— BEGIN —

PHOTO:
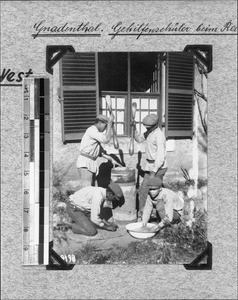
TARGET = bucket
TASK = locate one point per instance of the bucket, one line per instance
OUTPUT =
(125, 178)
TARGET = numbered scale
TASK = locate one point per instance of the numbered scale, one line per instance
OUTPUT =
(36, 161)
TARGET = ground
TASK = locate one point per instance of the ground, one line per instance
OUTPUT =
(178, 244)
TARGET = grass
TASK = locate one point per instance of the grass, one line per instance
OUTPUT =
(176, 244)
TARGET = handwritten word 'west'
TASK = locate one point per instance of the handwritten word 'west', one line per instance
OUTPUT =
(9, 75)
(86, 27)
(145, 29)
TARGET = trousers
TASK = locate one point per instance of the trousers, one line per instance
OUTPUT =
(144, 190)
(86, 177)
(82, 224)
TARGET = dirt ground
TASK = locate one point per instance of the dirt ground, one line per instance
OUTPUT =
(67, 242)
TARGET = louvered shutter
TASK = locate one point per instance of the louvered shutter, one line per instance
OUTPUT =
(78, 93)
(179, 95)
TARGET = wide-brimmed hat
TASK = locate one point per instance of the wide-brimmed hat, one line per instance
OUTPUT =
(103, 118)
(154, 183)
(150, 120)
(116, 189)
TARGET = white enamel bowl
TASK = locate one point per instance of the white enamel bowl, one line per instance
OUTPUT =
(134, 230)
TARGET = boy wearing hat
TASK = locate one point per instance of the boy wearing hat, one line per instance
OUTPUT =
(90, 148)
(155, 149)
(168, 205)
(86, 208)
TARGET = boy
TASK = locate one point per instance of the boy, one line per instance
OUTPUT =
(167, 203)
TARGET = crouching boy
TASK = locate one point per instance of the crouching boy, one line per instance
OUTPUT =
(87, 208)
(168, 205)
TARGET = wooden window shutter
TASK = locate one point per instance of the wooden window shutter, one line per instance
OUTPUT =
(179, 95)
(78, 94)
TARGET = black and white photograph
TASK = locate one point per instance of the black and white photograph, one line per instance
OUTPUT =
(130, 157)
(118, 149)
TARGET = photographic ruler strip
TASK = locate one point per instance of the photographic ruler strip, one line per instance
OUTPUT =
(36, 171)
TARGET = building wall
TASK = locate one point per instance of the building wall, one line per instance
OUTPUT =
(65, 174)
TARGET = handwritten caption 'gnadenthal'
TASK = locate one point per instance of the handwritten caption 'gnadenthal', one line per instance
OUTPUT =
(41, 28)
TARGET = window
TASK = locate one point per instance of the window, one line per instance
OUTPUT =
(179, 95)
(87, 78)
(78, 94)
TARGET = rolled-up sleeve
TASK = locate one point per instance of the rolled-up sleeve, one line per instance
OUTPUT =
(139, 137)
(98, 136)
(147, 210)
(96, 209)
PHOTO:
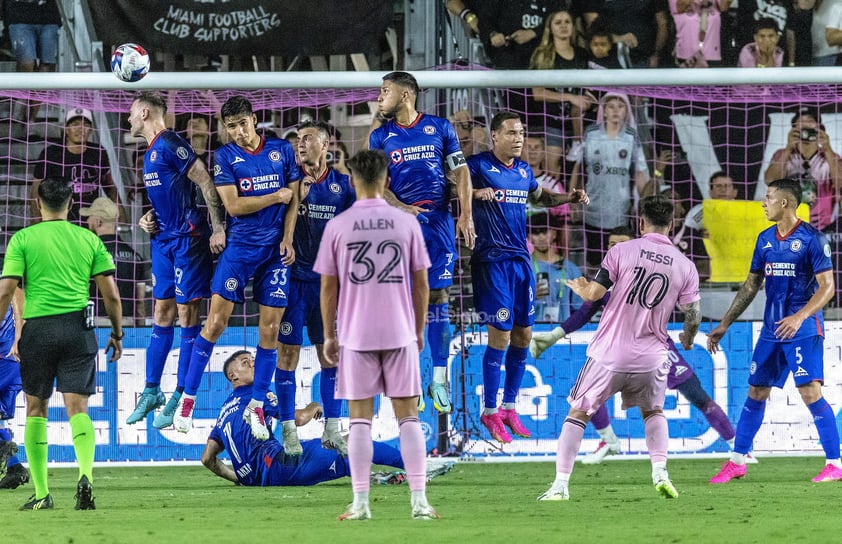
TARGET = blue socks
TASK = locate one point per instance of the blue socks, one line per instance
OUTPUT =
(331, 406)
(750, 420)
(188, 337)
(160, 344)
(285, 388)
(825, 421)
(202, 350)
(515, 367)
(265, 362)
(438, 333)
(492, 360)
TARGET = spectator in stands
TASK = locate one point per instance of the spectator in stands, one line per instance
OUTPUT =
(763, 52)
(558, 112)
(750, 12)
(462, 9)
(690, 237)
(606, 165)
(509, 29)
(33, 33)
(471, 133)
(131, 272)
(827, 33)
(553, 299)
(697, 31)
(535, 157)
(809, 158)
(83, 163)
(641, 25)
(604, 53)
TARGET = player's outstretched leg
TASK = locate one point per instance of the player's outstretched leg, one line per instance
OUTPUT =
(609, 444)
(160, 344)
(515, 367)
(491, 362)
(439, 337)
(572, 431)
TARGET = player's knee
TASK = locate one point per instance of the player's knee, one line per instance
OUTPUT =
(214, 327)
(165, 311)
(188, 314)
(287, 357)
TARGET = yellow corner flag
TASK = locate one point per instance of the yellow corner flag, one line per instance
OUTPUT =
(733, 226)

— END —

### Goal
Render every line above as a JSON list of strings, one string per line, omitting blank lines and leaving out the pictures.

### Solution to this problem
[
  "PHOTO:",
  "TARGET = bucket",
  "TASK = locate one point per instance of the bucket, one line per instance",
  "OUTPUT =",
  "(125, 178)",
  "TARGET = numbered scale",
  "TASK = locate one point per instance of the numbered scale, one line per instance",
  "OUTPUT =",
  "(36, 161)",
  "TARGET = ground",
  "TASK = locate one point per instance of the ground, one line per instance",
  "OUTPUT =",
  "(178, 244)",
  "TARGET = grass",
  "TASK = locate one point per instance of the grass, one line per instance",
  "OUTPUT =",
  "(176, 244)",
  "TARGET = handwritten word 'west'",
  "TASK = locate one point per instance of the handwritten word 'west', one line per instance",
  "OUTPUT =",
  "(9, 75)",
  "(86, 27)",
  "(145, 29)",
  "TARGET = trousers",
  "TASK = locate one point per instance of the trousers, one line per instance",
  "OUTPUT =",
  "(144, 190)",
  "(86, 177)",
  "(82, 224)",
  "TARGET = dirt ground",
  "TASK = locate one point per instance of the dirt ground, one line per instance",
  "OUTPUT =",
  "(67, 242)",
  "TARGET = louvered shutter",
  "TASK = locate one point per instance of the louvered shutter, one line per instance",
  "OUTPUT =",
  "(78, 93)",
  "(179, 95)",
  "TARGET = wide-brimmed hat",
  "TASK = locate one point per instance of the wide-brimmed hat, one line per instance",
  "OUTPUT =",
  "(103, 118)",
  "(154, 183)",
  "(150, 120)",
  "(116, 189)",
  "TARGET = white enamel bowl",
  "TASK = locate one point per instance of the white enamel bowl, one line per instance",
  "OUTPUT =",
  "(134, 230)",
  "TARGET = boy wearing hat",
  "TASK = locate one point per instance of the boy wearing hat, one line per instance",
  "OUTPUT =",
  "(90, 148)",
  "(155, 149)",
  "(168, 205)",
  "(86, 208)",
  "TARGET = boy",
  "TASK = locate one point per instance of the boy, one line per instance",
  "OUTPUT =",
  "(167, 203)",
  "TARGET = crouching boy",
  "TASK = locate one point per instance of the crouching boy, one line per instance",
  "OUTPUT =",
  "(87, 208)",
  "(168, 205)",
  "TARGET = wooden window shutter",
  "TASK = locate one point per instance of the wooden window shutter, one line per instance",
  "OUTPUT =",
  "(179, 95)",
  "(78, 94)",
  "TARGET = black and white photograph",
  "TASK = locate one point per instance of the black and white photograph, one line per instance",
  "OUTPUT =",
  "(130, 157)",
  "(118, 149)",
  "TARGET = photographic ruler strip",
  "TASK = locate one point per instance of the photographic ruler strip, one line per instance",
  "OUTPUT =",
  "(36, 171)",
  "TARGET = building wall",
  "TASK = locate one point per instance of the building wall, one line per instance",
  "OUTPUT =",
  "(65, 174)",
  "TARGET = handwritten caption 'gnadenthal'",
  "TASK = locate one point per instance of the handwritten caption 'gnadenthal', one line per instance",
  "OUTPUT =",
  "(41, 28)",
  "TARGET = window",
  "TASK = locate one point per instance of the window, one line per instance",
  "OUTPUT =",
  "(179, 95)",
  "(87, 78)",
  "(78, 94)",
  "TARGET = rolled-up sleeve",
  "TASK = locate one point per instance of the rolled-up sleeve, one line per instance",
  "OUTPUT =",
  "(139, 137)",
  "(98, 136)",
  "(147, 210)",
  "(96, 209)",
  "PHOTO:",
  "TARGET = blue socks",
  "TASK = locate one point per instance of the blue socks, one line per instance",
  "OUTPUT =",
  "(331, 406)",
  "(750, 420)",
  "(188, 337)",
  "(160, 344)",
  "(285, 388)",
  "(825, 421)",
  "(202, 350)",
  "(515, 367)",
  "(265, 362)",
  "(438, 333)",
  "(492, 360)",
  "TARGET = spectator in stands",
  "TASK = locate one point per instance of the spectator in stands, one line per instance",
  "OUTPUT =",
  "(763, 52)",
  "(558, 112)",
  "(750, 12)",
  "(462, 9)",
  "(690, 237)",
  "(606, 165)",
  "(509, 29)",
  "(33, 33)",
  "(471, 133)",
  "(131, 272)",
  "(827, 33)",
  "(553, 299)",
  "(697, 31)",
  "(535, 157)",
  "(809, 158)",
  "(83, 163)",
  "(641, 25)",
  "(604, 53)",
  "TARGET = player's outstretched leg",
  "TASK = locate one point per instance of the player's outstretched leg, one line per instance",
  "OUTPUT =",
  "(609, 444)",
  "(160, 344)",
  "(515, 367)",
  "(491, 362)",
  "(439, 337)",
  "(572, 431)",
  "TARGET = player's knee",
  "TASK = locate one point per instance of the player's knee, one line per instance",
  "OUTPUT =",
  "(214, 327)",
  "(165, 311)",
  "(188, 314)",
  "(287, 357)",
  "TARGET = yellow corner flag",
  "TASK = locate one point per instance of the yellow corner flag, one line per instance",
  "OUTPUT =",
  "(733, 226)"
]